--- BEGIN SELECTED TEXT ---

Friday, June 12, 2009

The N-Spot: Review of Jeanette Winterson, "Oranges Are Not the Only Fruit"

Background: Jeanette Winterson (b. 1959) is a recent discovery, thanks to my incredible—now former—thesis advisor, who suggested I check out her novel The Passion. Ever anxious to please, and interested after hearing shining things from another friend who had read it, I grabbed a brand spanking new copy of the novel from Barnes & Noble as a Christmas present for myself. Now, if you know what a compulsive used-book buyer I am (I binged on the other day, in fact!), my buying a brand new book is fairly momentous. And momentous was the result: The Passion wowed me in every possible sense; the prose was like glittering velvet, the characters fleshy and whole, the plot and elements of magical realism were glittering and engrossing. It concerns an androgynous young trickster woman who becomes involved with a soldier from Napoleon’s army—the plot details themselves aren’t all that showy, but Winterson’s verve makes all the difference. I can’t say anything but that it was one of my favorite novels of the year thus far.

That said, I went into Oranges Are Not the Only Fruit with similarly high expectations. Keep in mind that this is a sort of fictionalized memoir about her rather unique growing pains; Winterson was on the path to become a Pentecostal missionary, raised by a truly cracked out evangelical mother, when she began to experiment and come to terms with her sexuality—which, as it turns out, leaned more towards women than towards men (or perhaps preferably, in her mother’s mind, to chastity through Christ). The ‘novel,’ in turn, follows these awkward experiences, beginning with Jeanette’s childhood in a hyper-religious community and following her up through her excommunication, so to speak, from said community (along with some interesting uses of exorcism). Winterson weaves in elements of myth, fairytales, and legends; Perceval of Arthuriana makes a few cameos, as do interesting accounts of another knight’s quest for perfection, and a young girl’s enslavement to a father-wizard. With these and biblical references so abundant, Winterson’s own history becomes inextricable from the sort of quest narratives we’re all familiar with, even if we aren’t particularly knowledgeable about evangelism or lesbian experience.

--- END SELECTED TEXT ---
--- BEGIN DATA LISTING ---

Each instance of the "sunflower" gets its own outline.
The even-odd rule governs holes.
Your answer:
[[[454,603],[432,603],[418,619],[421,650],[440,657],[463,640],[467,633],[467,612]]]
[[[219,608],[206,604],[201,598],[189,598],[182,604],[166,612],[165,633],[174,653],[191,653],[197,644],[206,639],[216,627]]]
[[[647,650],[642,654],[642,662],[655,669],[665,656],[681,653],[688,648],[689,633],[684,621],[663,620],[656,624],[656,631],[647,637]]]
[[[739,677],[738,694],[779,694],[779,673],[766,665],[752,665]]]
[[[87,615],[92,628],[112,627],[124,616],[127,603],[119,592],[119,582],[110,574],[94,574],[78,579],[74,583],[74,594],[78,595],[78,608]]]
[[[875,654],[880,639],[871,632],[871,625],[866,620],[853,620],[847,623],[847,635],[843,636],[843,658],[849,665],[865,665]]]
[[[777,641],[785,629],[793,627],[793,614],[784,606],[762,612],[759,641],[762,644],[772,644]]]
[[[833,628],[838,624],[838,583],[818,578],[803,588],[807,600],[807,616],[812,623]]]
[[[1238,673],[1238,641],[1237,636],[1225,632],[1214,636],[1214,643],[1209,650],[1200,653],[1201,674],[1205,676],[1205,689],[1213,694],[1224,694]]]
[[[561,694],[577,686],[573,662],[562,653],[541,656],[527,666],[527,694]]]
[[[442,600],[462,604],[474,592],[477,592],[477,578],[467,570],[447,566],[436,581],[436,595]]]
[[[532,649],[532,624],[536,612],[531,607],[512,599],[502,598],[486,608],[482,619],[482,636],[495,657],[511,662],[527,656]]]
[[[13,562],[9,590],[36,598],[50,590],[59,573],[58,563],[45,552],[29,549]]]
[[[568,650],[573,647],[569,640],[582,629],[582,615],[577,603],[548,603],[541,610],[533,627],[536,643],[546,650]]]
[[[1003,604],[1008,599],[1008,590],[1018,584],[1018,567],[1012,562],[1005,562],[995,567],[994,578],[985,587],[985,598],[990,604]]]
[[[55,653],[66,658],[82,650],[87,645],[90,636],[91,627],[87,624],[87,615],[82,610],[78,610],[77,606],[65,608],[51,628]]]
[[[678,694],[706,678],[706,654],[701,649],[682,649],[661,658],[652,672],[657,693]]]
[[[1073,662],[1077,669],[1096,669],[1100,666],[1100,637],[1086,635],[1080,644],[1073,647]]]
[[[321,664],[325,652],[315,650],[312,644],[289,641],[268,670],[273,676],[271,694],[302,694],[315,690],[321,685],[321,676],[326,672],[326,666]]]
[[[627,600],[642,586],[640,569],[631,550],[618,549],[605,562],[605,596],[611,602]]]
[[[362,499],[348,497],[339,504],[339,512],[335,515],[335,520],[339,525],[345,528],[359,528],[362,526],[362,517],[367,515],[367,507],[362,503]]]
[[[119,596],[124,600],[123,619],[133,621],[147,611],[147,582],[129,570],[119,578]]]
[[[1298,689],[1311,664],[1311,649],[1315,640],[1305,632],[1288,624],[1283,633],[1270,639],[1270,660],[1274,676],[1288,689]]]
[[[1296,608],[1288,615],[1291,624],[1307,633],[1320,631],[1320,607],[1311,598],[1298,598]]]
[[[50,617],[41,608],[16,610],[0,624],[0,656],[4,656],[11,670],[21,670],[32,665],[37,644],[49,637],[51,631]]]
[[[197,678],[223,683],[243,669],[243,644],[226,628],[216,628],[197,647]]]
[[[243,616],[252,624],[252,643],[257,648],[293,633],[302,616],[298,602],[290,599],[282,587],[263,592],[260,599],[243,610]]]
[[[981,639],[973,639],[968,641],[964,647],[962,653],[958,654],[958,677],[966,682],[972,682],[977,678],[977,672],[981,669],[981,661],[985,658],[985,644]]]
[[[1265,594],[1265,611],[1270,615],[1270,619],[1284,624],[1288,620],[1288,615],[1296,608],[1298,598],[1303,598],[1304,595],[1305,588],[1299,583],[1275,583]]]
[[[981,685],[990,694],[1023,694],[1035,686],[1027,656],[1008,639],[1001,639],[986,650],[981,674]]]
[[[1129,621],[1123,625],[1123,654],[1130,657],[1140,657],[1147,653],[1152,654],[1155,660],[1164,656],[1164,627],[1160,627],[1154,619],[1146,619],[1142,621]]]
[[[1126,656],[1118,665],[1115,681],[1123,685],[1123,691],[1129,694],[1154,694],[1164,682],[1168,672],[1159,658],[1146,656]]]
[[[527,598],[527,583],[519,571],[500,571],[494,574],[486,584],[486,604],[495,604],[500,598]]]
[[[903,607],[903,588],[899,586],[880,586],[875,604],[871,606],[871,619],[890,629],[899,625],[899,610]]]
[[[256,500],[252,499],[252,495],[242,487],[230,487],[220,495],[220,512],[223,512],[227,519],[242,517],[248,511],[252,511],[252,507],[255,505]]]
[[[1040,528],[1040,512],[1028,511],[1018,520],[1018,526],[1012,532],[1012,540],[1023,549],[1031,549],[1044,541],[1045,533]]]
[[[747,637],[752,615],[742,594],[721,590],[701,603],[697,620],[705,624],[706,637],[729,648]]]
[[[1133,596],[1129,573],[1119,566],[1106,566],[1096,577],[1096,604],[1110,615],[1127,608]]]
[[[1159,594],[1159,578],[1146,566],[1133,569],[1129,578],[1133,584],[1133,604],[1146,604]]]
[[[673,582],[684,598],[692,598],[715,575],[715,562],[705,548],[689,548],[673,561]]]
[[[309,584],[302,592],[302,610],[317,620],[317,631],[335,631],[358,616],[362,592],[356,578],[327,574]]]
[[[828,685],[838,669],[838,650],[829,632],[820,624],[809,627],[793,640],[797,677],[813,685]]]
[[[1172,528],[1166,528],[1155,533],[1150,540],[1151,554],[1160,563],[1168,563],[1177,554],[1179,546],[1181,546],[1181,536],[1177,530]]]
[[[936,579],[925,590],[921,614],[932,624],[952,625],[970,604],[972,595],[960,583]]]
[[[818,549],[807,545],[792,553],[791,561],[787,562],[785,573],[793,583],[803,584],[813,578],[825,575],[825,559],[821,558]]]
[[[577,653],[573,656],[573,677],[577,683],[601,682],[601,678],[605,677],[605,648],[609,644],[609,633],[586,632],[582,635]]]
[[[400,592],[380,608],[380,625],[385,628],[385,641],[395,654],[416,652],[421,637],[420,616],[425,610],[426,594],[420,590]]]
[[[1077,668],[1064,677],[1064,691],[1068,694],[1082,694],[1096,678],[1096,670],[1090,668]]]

--- END DATA LISTING ---

▸ THE TASKS:
(a) Which Winterson novel did the former thesis advisor suggest in the book review?
(b) Put the lines of the entries into a JSON list of strings, one string per line and blank lines omitted. Begin at the first line of the entries and stop after the line that contains "[[[739,677],[738,694],[779,694],[779,673],[766,665],[752,665]]]".
The review and the entries are unrelated material.

▸ RESULTS FOR EACH TASK:
(a) The Passion

(b)
[
  "Each instance of the \"sunflower\" gets its own outline.",
  "The even-odd rule governs holes.",
  "Your answer:",
  "[[[454,603],[432,603],[418,619],[421,650],[440,657],[463,640],[467,633],[467,612]]]",
  "[[[219,608],[206,604],[201,598],[189,598],[182,604],[166,612],[165,633],[174,653],[191,653],[197,644],[206,639],[216,627]]]",
  "[[[647,650],[642,654],[642,662],[655,669],[665,656],[681,653],[688,648],[689,633],[684,621],[663,620],[656,624],[656,631],[647,637]]]",
  "[[[739,677],[738,694],[779,694],[779,673],[766,665],[752,665]]]"
]